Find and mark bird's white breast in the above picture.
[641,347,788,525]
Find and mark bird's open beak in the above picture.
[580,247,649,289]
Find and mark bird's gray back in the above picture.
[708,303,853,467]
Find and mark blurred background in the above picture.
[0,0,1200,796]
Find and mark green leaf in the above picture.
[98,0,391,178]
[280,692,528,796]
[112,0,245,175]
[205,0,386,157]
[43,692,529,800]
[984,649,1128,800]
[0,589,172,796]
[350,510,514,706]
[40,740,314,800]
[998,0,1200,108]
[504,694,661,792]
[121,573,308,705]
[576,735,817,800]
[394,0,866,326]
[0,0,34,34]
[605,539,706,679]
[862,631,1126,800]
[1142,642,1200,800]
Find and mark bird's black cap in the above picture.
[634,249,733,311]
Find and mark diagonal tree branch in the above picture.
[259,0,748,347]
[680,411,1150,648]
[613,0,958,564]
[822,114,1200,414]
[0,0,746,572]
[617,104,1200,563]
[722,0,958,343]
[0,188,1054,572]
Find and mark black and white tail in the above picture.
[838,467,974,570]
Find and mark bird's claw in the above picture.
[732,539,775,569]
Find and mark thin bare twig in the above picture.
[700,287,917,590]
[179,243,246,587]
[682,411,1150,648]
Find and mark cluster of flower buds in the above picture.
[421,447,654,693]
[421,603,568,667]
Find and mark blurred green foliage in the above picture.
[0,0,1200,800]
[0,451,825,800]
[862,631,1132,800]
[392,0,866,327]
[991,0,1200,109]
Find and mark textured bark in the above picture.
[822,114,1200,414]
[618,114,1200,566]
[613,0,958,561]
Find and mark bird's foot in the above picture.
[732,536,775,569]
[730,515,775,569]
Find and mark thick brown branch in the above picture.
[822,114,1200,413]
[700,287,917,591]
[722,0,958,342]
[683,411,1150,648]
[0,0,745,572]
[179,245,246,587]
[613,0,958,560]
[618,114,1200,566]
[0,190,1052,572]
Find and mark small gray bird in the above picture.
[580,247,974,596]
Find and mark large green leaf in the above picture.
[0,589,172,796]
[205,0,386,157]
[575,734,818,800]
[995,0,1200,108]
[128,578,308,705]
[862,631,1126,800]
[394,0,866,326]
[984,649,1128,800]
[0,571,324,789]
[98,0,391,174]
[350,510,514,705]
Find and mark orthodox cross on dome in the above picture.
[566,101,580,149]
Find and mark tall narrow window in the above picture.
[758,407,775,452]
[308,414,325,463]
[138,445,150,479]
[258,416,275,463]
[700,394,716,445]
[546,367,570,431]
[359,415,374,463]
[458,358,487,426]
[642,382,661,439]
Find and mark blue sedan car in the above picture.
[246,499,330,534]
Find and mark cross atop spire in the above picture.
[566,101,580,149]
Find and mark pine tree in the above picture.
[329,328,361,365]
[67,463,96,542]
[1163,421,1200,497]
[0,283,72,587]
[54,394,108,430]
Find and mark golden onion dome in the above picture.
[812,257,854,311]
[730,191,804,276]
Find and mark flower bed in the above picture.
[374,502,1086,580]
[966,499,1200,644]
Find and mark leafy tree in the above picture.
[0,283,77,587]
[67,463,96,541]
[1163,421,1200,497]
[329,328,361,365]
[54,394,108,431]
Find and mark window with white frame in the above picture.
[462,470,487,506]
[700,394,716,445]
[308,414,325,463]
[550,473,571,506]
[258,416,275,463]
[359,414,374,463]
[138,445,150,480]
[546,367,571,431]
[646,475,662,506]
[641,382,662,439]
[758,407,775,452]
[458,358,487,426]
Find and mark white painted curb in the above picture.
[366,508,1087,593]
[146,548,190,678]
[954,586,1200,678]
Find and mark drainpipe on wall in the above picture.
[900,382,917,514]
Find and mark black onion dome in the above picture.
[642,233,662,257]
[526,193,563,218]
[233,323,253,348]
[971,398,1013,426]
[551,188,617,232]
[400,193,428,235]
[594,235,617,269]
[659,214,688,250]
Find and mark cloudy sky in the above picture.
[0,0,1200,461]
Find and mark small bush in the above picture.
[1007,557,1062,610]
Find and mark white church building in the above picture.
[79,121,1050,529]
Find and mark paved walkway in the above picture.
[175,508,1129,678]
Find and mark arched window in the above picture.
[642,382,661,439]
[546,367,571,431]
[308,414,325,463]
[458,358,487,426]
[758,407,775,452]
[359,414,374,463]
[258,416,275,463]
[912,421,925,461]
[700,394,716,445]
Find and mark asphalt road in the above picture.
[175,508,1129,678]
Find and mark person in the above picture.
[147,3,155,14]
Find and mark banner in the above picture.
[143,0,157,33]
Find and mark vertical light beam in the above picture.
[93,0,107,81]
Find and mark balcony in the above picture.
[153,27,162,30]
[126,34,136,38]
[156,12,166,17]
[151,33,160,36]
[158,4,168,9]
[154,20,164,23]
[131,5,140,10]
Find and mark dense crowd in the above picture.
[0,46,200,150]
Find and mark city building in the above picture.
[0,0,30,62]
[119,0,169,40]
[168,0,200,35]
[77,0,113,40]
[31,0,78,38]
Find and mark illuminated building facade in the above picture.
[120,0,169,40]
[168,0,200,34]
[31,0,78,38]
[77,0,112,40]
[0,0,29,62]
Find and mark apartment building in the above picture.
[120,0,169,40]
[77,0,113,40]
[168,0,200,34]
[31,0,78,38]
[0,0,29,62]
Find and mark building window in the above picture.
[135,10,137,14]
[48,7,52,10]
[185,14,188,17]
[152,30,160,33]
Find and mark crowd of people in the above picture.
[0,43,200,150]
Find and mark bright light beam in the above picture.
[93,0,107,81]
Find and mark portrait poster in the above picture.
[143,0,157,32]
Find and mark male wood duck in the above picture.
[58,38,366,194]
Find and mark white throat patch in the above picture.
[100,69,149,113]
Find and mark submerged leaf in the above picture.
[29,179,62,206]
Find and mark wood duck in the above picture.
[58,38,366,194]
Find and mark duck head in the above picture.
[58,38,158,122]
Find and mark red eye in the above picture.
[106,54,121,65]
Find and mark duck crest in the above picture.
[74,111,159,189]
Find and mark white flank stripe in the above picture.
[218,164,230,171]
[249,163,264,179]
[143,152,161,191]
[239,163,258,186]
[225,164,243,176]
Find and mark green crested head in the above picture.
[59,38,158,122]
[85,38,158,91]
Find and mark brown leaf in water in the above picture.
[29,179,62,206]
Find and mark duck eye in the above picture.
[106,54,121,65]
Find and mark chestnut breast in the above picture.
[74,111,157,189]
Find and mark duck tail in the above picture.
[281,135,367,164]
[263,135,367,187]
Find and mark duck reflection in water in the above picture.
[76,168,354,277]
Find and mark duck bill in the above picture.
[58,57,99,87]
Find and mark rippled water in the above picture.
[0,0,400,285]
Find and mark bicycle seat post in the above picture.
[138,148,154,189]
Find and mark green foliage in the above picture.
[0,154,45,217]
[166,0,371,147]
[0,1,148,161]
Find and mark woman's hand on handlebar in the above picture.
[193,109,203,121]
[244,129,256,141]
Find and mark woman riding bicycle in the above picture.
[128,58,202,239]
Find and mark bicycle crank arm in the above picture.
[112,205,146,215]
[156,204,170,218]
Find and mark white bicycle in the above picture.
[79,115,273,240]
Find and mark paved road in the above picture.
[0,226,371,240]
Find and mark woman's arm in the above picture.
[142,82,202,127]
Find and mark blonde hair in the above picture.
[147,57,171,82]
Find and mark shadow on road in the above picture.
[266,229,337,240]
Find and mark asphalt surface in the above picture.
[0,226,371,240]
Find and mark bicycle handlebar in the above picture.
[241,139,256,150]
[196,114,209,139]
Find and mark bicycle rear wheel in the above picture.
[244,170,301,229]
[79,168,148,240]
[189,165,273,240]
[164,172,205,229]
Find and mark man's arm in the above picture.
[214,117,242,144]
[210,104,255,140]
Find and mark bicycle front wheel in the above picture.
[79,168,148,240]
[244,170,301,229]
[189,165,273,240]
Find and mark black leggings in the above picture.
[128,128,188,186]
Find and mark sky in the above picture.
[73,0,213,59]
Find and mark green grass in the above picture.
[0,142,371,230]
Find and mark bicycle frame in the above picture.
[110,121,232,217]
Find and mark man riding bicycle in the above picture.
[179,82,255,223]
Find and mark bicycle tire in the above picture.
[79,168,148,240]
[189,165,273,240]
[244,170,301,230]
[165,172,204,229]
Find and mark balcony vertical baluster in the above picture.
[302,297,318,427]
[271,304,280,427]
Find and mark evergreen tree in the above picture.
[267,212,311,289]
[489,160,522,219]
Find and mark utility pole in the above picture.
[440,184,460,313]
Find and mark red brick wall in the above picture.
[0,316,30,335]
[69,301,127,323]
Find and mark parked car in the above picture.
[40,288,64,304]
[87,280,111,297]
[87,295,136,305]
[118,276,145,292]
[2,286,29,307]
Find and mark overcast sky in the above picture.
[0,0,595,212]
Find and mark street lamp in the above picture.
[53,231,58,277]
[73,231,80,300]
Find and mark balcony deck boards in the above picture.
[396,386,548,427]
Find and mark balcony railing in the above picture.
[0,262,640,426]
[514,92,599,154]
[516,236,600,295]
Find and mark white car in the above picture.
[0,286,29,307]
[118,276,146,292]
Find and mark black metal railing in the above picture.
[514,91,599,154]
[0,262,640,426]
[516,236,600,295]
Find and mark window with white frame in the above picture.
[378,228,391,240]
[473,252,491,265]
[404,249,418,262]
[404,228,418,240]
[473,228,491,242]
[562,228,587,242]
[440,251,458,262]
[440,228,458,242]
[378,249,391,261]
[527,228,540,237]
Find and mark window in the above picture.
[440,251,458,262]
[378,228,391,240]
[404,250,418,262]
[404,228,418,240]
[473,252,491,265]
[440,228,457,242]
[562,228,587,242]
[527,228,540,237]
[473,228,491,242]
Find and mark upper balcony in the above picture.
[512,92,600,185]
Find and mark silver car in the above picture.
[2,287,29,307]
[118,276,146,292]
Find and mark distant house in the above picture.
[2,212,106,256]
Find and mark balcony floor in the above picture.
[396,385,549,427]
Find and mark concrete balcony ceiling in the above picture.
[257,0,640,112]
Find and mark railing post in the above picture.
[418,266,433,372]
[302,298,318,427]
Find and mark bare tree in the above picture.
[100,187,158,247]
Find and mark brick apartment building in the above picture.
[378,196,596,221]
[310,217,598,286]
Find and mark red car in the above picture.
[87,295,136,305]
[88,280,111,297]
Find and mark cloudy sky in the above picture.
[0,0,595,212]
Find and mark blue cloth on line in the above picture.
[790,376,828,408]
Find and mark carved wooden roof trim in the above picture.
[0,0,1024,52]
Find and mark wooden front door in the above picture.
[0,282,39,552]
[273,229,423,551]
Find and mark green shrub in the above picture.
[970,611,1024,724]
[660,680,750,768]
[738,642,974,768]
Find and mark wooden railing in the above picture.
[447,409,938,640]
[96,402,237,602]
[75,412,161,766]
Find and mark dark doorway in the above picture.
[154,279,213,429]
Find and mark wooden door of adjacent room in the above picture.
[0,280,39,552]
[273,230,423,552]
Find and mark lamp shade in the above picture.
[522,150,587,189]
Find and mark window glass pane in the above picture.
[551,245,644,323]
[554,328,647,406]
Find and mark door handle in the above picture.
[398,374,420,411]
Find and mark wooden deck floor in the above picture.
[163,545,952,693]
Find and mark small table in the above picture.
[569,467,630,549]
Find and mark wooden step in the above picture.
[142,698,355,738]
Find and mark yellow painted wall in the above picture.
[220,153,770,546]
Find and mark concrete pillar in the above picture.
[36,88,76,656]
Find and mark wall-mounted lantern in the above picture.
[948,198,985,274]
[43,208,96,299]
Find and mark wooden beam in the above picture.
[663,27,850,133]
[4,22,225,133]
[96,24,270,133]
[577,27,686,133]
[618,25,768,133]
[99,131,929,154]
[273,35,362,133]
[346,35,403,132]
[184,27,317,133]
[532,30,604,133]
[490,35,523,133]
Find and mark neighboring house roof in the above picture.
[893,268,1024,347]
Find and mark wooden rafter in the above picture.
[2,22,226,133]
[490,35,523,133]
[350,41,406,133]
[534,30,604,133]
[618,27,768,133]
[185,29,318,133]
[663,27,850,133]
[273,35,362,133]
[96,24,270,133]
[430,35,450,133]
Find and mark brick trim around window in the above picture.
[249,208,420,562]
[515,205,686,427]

+ + + +

Copy out the items word for word, from the first line of the items through the line containing "[838,467,974,570]", inclusive.

→ **Worked solution**:
Find and mark bird's white breast in the above picture.
[641,347,788,525]
Find and mark bird's open beak in the above picture.
[580,247,649,289]
Find and mark bird's gray back in the above picture.
[708,303,853,467]
Find and mark blurred background in the above picture.
[0,0,1200,796]
Find and mark green leaf in the above picture.
[98,0,391,178]
[280,692,528,796]
[112,0,245,175]
[205,0,386,157]
[43,692,529,800]
[984,649,1128,800]
[0,589,172,796]
[350,510,514,706]
[40,740,314,800]
[998,0,1200,108]
[504,694,661,792]
[121,573,308,705]
[576,735,817,800]
[394,0,866,326]
[0,0,34,34]
[605,539,706,679]
[862,631,1126,800]
[1142,642,1200,800]
Find and mark bird's black cap in the above picture.
[634,249,733,311]
Find and mark diagonal tree branch in the above picture.
[259,0,748,347]
[680,411,1150,648]
[613,0,958,564]
[822,114,1200,414]
[0,0,746,572]
[617,104,1200,563]
[722,0,958,343]
[0,188,1054,572]
Find and mark black and white tail in the above picture.
[838,467,974,570]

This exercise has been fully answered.